## About this task
Every entry needs to be printed exactly, please.

[Natural language region descriptions]

######

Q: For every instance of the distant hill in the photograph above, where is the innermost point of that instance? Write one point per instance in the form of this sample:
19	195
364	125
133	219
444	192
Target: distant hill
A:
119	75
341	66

######

## Task answer
Q: For every instance of the distant hill in the photograph above, where is the innermost point of that instance? Write one point per instance in the form of this sample:
19	195
364	125
133	219
444	192
Target: distant hill
A:
119	75
341	66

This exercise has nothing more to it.